#### Set exercise 1
According to the forum thread below, which NAVHDA chapter does redneck_billcollector say is closer to him than the Georgia chapter?

*** Supplied passage

# Field trials



## redneck_billcollector (Apr 9, 2009)

Other than ZZWeims (I know what she does), do any of yall do field trials or hunt tests with your dogs?  If so, what do yall prefer and why? I guess you can answer too zz if you want to....


----------



## redneck_billcollector (Apr 9, 2009)

Are you a member of NAVHDA maker?  I am a member, the problem with us in south Ga. is we are so far away from all the Ga. chapter events, heck I only think me and one other person is a member in Ga. with a 229 area code.  We are probably better off working with the Florida Chapter in Panama City, I know it is closer to me than the Ga. Chapter.  I do want to thank zzweims for all she and her husband did to help my dog and me, without them I would have been totally lost.  If you haven't done it, you need to go up there, I know they are busy alot of the time, but they have a heck of a training facility.  The use of their facility is about as good a deal as you are going to find anywhere too.  I have been fooling with bird dogs off and on my whole life and I have never seen a business set up like theirs is, it has everything a novice, or pro for that matter, dog trainer could want. Their prices for the use of their facility are as reasonable as you are going to find also.


----------



## maker4life (Apr 9, 2009)

I've looked into the Ga Chapter of NAVHDA but like you said it's a little far for me  . From my house to the Fl line is only about fifteen miles and I just about consider anything above Cordele N ga .

******
*** Supplied records

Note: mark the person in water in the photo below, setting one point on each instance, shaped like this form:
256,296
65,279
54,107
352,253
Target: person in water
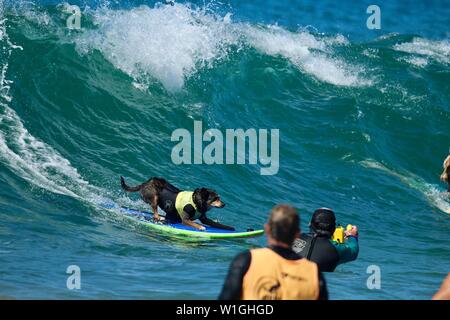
445,176
319,247
444,291
275,272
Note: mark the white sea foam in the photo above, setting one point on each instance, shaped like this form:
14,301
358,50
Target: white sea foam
309,53
167,42
27,156
171,43
425,50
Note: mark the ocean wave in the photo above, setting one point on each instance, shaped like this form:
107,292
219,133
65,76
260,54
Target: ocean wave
425,50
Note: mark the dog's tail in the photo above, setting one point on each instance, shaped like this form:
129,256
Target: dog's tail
127,188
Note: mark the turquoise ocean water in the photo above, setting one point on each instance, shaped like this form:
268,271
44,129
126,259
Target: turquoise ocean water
364,127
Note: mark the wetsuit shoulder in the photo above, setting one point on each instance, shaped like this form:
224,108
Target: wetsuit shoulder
232,288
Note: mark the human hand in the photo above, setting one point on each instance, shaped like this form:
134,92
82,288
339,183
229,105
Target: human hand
352,232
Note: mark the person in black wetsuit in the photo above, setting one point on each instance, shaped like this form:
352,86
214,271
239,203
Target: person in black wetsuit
318,246
275,272
445,176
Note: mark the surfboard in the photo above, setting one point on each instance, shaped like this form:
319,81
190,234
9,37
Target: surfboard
145,219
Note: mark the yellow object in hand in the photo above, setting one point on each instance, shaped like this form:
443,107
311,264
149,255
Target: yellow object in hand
338,234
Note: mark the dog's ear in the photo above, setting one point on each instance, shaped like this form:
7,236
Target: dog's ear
200,199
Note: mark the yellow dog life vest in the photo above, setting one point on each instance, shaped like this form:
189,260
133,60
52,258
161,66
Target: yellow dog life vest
183,199
271,277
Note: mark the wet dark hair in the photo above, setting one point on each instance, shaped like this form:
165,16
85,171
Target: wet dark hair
284,223
323,222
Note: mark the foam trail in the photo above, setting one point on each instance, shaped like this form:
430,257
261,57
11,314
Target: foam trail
171,43
424,51
28,157
168,43
431,192
308,53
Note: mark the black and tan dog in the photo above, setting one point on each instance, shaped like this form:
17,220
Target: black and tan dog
179,206
445,176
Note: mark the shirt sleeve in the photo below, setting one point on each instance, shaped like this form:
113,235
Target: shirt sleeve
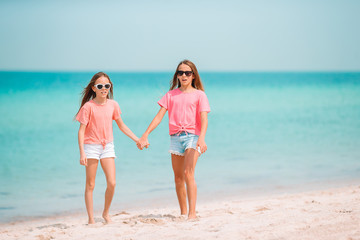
163,102
117,111
204,105
83,116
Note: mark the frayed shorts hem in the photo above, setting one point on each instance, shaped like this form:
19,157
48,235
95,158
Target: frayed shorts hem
183,154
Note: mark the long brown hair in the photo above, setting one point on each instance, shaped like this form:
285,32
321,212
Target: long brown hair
88,94
196,82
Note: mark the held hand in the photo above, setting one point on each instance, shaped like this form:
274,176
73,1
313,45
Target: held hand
83,159
202,145
143,142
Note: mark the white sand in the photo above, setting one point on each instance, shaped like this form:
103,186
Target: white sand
330,214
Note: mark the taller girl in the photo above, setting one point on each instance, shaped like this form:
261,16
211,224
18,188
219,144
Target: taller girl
96,113
188,107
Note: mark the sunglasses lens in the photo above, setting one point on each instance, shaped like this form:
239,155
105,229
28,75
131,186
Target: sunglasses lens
188,73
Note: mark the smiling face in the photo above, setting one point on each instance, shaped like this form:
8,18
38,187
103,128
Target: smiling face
184,80
103,92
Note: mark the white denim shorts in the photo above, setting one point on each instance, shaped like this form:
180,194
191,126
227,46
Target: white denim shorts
97,151
182,141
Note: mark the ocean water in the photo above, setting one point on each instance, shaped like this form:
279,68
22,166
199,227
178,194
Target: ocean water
266,130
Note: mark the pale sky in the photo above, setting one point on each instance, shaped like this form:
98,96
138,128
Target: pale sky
226,35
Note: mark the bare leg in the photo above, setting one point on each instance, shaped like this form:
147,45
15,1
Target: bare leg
191,157
178,168
108,165
89,187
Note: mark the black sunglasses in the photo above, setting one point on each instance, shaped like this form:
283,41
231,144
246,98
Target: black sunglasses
100,86
187,73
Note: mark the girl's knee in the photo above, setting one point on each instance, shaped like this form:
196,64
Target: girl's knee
111,184
189,174
90,185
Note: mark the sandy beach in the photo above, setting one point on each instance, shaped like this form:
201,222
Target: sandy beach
327,214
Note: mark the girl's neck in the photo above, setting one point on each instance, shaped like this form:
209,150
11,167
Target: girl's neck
187,88
100,101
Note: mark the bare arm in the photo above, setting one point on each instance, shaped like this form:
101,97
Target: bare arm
122,126
201,141
81,134
154,123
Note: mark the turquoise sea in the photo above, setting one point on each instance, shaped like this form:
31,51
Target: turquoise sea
266,131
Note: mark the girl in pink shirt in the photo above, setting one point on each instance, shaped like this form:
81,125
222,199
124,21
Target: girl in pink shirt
96,113
187,107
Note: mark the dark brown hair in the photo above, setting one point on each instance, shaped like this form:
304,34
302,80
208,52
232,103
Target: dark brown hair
88,94
196,83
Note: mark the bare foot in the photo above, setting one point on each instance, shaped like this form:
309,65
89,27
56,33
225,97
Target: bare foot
91,221
107,218
192,217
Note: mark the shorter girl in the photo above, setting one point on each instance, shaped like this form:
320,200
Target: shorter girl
96,113
187,107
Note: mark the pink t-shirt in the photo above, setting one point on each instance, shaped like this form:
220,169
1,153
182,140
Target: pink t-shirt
184,110
98,121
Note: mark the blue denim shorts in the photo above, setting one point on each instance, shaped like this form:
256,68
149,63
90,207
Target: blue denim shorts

******

#### Set exercise 2
Identify every line in the listing above that contains the string "life". Case counts.

#### Worked answer 1
The Florida Chapter in Panama City.

#### Worked answer 2
Note: mark the yellow dog life vest in the photo above, setting one point on each instance, shaped like this form:
Target: yellow dog life vest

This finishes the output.